*Records from a collection:*

──────

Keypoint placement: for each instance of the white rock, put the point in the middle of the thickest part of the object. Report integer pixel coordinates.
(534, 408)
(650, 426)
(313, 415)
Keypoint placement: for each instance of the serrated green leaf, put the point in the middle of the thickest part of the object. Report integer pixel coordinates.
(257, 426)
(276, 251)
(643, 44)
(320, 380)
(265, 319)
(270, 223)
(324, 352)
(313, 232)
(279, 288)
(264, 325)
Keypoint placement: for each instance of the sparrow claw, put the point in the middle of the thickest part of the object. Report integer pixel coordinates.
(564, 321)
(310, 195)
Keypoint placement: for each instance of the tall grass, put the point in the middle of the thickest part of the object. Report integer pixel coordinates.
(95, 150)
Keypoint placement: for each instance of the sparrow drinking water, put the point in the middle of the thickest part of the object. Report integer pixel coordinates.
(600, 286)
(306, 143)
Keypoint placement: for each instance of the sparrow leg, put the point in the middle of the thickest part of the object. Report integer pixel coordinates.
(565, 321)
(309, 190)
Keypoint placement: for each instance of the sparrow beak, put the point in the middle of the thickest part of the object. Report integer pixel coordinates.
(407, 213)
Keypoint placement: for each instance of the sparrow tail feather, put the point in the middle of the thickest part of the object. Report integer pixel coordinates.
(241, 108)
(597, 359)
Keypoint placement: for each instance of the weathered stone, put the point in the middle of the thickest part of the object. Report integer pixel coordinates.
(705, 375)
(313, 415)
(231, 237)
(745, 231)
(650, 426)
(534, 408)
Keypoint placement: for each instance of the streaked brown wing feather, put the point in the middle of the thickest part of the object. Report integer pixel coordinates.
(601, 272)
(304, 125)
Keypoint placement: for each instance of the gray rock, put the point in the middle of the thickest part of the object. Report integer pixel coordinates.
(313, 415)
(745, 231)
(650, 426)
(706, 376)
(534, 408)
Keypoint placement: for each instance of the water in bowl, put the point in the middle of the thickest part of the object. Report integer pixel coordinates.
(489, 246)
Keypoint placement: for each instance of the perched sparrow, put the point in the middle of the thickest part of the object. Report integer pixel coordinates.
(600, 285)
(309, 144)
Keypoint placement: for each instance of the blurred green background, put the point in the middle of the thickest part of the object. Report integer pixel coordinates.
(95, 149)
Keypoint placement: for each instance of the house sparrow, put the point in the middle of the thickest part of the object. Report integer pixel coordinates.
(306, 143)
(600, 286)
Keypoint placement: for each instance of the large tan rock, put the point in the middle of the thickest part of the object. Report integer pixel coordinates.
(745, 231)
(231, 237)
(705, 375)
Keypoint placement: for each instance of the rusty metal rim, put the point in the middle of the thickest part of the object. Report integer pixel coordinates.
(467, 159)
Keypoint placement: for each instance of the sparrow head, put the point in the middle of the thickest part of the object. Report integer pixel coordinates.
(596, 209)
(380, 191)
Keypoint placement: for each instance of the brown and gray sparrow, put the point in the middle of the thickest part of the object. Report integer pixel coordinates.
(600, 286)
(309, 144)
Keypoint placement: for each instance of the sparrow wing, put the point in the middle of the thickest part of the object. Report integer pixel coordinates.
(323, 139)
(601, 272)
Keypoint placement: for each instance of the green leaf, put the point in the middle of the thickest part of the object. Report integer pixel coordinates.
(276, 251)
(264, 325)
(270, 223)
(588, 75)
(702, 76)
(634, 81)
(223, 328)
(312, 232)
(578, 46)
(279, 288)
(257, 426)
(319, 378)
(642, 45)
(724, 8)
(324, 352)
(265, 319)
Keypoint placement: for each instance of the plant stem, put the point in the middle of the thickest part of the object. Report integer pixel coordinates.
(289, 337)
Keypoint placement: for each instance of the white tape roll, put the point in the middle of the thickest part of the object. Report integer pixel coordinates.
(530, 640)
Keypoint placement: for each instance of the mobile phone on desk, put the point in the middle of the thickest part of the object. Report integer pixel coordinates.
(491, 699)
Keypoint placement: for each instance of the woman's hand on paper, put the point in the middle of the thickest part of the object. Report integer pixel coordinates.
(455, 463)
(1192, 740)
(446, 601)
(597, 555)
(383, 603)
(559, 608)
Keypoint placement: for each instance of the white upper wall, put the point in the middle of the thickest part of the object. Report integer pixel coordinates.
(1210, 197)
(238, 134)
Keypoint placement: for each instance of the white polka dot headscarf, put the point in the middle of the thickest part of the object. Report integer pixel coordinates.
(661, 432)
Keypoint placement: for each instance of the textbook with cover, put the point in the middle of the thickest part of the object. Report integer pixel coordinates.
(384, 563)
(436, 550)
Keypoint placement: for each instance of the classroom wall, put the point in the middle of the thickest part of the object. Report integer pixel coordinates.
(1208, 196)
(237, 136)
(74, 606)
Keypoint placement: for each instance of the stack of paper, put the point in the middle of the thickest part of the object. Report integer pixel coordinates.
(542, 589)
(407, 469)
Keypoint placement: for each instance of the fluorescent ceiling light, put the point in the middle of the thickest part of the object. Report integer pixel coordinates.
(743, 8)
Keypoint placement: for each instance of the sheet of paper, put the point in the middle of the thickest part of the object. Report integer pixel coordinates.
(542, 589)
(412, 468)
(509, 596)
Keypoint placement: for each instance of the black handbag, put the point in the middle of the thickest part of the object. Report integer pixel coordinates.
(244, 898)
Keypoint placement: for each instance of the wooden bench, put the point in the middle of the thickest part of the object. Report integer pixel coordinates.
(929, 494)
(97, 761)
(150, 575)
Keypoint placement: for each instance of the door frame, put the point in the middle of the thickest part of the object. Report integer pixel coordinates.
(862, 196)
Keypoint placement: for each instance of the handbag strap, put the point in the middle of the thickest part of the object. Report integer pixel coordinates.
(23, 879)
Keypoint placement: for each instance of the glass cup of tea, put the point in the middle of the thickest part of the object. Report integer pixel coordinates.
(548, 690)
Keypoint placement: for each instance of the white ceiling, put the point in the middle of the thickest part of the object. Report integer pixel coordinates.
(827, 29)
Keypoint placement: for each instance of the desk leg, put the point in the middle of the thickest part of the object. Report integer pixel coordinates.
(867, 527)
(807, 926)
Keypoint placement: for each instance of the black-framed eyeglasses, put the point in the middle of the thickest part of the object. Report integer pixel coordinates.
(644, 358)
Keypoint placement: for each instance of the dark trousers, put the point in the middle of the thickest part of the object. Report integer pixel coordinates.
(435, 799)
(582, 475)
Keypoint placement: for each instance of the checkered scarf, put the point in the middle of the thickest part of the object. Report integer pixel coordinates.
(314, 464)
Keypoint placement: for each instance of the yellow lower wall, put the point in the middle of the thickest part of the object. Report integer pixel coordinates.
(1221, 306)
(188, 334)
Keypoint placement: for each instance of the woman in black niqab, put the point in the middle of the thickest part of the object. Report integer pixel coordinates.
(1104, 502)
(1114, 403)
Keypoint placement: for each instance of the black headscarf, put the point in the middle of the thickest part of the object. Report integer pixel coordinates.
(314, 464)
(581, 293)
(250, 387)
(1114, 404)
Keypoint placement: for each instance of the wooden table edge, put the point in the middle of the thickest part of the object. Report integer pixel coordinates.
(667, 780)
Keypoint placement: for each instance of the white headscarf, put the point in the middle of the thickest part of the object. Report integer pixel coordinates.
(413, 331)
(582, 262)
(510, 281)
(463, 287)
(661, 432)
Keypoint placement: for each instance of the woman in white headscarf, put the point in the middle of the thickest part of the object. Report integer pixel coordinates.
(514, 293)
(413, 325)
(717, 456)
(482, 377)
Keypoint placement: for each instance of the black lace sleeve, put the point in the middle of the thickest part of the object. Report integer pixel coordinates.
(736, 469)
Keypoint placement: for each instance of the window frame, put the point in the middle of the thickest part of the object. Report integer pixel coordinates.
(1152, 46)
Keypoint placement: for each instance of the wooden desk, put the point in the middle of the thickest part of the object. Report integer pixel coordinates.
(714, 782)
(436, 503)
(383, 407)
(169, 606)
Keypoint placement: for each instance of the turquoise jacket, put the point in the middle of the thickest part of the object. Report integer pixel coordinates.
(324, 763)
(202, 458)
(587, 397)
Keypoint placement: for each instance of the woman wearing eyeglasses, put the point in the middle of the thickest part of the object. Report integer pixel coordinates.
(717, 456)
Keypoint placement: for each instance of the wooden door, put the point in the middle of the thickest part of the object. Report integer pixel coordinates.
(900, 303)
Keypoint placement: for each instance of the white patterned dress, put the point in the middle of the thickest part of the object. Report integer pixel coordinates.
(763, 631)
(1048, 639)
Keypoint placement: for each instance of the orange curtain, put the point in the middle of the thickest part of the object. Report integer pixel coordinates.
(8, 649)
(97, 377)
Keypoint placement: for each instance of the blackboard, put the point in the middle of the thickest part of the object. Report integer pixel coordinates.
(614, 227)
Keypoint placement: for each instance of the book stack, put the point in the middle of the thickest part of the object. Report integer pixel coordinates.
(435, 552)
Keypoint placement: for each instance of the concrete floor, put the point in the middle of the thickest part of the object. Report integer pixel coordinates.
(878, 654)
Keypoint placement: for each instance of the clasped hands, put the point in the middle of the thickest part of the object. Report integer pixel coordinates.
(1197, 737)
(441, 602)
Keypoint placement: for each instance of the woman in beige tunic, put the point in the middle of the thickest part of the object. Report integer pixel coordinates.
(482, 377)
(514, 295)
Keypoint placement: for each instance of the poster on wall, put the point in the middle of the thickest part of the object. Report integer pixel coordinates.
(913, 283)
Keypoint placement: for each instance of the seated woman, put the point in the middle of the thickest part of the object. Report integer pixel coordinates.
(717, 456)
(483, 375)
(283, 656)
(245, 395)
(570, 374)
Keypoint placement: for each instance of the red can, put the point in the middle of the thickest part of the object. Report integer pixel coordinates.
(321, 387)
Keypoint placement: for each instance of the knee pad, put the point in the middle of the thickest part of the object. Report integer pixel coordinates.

──────

*WRITTEN PROBLEM:*
Please extract exactly, and only, the lines from the line containing "Keypoint placement: for each instance of the poster" through the last line of the records.

*COMPLETED TASK:*
Keypoint placement: for each instance of the poster on wall, put the point in the middle of the thickest part of the object. Report integer pixel coordinates.
(913, 283)
Keypoint placement: for each instance of the seated woman, put the point in the middle of the thickest part of the object. Report integer pixel coordinates.
(717, 456)
(483, 375)
(283, 656)
(245, 395)
(570, 374)
Keypoint placement: for each instance of the red can, put the point in the middle of the thickest part of the object. Report integer pixel coordinates.
(321, 387)
Keypoint placement: for each instance of the knee pad, put the point in the middle of the thickest part of the object. Report integer pixel coordinates.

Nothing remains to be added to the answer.